[Data extracted from a collection]
◆ ◆ ◆

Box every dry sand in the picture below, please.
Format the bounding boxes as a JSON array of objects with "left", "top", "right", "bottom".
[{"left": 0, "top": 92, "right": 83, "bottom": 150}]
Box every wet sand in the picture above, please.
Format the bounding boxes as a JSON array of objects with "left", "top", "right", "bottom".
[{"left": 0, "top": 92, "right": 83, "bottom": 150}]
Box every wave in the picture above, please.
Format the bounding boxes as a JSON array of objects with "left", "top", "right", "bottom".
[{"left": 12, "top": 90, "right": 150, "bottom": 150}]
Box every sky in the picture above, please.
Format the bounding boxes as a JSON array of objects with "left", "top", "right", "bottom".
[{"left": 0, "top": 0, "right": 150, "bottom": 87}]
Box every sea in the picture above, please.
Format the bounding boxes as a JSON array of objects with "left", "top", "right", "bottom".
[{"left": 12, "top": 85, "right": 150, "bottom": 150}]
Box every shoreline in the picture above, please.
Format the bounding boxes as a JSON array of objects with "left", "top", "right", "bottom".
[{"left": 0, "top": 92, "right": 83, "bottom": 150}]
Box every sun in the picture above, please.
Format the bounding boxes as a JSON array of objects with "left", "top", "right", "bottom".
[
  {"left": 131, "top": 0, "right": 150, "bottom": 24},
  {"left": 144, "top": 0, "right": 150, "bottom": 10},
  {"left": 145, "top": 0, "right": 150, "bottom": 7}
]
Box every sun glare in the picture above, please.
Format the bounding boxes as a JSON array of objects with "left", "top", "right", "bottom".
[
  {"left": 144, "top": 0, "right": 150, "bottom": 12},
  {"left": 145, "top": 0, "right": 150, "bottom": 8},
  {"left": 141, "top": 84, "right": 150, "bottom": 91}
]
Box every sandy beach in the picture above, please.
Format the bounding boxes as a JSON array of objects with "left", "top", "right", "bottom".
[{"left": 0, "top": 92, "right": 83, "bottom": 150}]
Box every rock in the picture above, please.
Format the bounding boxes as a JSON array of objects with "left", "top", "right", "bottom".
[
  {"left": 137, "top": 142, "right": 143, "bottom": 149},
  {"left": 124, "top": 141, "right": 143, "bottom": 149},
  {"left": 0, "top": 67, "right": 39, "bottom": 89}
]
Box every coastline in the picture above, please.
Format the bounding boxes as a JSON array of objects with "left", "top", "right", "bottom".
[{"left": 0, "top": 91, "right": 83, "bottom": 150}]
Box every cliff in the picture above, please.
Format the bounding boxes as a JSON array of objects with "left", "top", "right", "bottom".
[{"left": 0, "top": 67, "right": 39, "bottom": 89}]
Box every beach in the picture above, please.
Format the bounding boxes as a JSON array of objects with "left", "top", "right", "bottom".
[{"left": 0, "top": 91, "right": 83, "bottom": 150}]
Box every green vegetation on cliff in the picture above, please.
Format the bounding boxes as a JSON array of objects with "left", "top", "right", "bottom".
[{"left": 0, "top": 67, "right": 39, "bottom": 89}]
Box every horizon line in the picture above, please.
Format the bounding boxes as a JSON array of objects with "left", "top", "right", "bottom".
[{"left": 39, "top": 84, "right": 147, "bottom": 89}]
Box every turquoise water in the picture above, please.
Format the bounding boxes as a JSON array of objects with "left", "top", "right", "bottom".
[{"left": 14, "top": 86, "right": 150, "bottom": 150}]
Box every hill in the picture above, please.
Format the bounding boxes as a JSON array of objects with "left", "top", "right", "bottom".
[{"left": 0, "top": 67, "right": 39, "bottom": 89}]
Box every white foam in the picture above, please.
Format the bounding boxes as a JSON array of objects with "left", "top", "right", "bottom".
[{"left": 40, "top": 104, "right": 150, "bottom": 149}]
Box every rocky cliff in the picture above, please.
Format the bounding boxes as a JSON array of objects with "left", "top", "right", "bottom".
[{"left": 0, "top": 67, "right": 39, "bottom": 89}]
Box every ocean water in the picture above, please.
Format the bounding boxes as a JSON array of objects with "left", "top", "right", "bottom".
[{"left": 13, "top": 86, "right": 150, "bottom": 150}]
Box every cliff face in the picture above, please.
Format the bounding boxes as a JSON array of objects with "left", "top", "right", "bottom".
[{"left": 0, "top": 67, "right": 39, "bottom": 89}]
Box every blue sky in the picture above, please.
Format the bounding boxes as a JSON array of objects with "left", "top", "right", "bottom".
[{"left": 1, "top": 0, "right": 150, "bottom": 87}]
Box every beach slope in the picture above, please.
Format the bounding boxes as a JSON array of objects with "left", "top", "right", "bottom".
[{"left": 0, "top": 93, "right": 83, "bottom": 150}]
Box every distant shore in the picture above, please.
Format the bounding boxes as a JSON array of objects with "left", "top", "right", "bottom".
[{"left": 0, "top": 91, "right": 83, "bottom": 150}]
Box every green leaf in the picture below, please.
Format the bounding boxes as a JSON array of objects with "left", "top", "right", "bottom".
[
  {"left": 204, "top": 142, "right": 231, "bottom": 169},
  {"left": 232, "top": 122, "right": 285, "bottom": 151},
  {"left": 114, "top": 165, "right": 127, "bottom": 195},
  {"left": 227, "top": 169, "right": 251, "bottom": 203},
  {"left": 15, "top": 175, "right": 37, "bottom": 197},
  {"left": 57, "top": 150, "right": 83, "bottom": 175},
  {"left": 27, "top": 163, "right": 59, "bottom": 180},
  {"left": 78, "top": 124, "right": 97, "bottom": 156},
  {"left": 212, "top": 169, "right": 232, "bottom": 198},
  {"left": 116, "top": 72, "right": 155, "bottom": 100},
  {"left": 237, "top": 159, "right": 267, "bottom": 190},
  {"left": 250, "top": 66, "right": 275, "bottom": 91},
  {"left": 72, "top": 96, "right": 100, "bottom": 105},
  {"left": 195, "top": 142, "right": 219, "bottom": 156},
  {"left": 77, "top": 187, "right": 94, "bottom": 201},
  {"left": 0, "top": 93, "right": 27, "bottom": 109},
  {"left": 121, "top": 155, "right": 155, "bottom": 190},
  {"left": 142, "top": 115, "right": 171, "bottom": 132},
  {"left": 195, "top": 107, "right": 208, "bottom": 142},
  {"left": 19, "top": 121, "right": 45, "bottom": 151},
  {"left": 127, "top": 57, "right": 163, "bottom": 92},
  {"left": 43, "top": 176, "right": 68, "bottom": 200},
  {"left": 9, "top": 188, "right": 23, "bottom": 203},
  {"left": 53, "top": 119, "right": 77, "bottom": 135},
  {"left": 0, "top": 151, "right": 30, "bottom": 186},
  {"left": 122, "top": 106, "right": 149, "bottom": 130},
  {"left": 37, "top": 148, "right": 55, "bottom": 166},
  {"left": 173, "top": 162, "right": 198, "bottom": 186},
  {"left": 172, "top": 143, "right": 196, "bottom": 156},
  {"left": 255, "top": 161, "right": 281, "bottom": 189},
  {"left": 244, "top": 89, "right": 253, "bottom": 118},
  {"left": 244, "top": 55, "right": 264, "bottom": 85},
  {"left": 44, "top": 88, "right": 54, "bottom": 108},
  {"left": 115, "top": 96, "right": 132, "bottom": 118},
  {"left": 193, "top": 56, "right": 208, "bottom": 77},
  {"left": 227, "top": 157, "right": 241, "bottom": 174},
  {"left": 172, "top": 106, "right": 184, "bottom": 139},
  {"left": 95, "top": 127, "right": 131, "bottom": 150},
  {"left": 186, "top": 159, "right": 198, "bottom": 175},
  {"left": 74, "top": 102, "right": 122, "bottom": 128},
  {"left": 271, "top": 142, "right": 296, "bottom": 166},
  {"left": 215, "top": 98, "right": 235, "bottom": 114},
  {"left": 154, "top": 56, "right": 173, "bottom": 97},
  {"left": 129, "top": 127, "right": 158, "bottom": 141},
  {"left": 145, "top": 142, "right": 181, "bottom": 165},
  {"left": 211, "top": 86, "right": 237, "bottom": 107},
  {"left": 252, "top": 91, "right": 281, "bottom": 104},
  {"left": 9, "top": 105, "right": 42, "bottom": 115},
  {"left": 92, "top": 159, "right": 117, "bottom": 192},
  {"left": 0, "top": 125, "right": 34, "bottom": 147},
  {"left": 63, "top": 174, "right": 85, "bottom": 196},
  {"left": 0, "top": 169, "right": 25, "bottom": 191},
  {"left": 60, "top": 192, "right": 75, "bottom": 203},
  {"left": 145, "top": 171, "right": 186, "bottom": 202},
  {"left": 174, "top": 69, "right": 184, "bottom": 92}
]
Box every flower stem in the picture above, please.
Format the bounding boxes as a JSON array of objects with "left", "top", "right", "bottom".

◆ ◆ ◆

Go through the records from the first line and copy each one exactly, ending after the line that contains "Box every shoreline". Give nothing else.

▸ Task solution
Box every dry sand in the picture below, please.
Format the bounding boxes as a JSON array of objects with "left", "top", "right", "bottom".
[{"left": 0, "top": 92, "right": 83, "bottom": 150}]
Box every wet sand in the picture above, please.
Format the bounding boxes as a JSON array of objects with "left", "top", "right", "bottom".
[{"left": 0, "top": 92, "right": 83, "bottom": 150}]
Box every wave in the picture above, please.
Format the bounding boxes as a JSON array of objects with "left", "top", "right", "bottom".
[{"left": 12, "top": 90, "right": 150, "bottom": 150}]
Box every sky in the picture above, please.
Format the bounding boxes as a JSON array of objects with "left", "top", "right", "bottom".
[{"left": 0, "top": 0, "right": 150, "bottom": 87}]
Box every sea in the picture above, please.
Format the bounding boxes as a JSON array of objects with "left", "top", "right", "bottom".
[{"left": 12, "top": 85, "right": 150, "bottom": 150}]
Box every shoreline in the picture above, please.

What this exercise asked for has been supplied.